**Required work:**
Please rewrite every item below, replacing "instance" with "object" and leaving everything else unchanged.

[Start Record excerpts]

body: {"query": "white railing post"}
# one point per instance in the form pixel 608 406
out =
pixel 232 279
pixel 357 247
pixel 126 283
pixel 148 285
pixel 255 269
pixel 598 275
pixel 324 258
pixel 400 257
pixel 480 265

[End Record excerpts]

**The result:**
body: {"query": "white railing post"}
# one point per object in the form pixel 608 406
out =
pixel 232 279
pixel 357 247
pixel 126 283
pixel 148 285
pixel 255 269
pixel 598 275
pixel 324 258
pixel 400 257
pixel 480 265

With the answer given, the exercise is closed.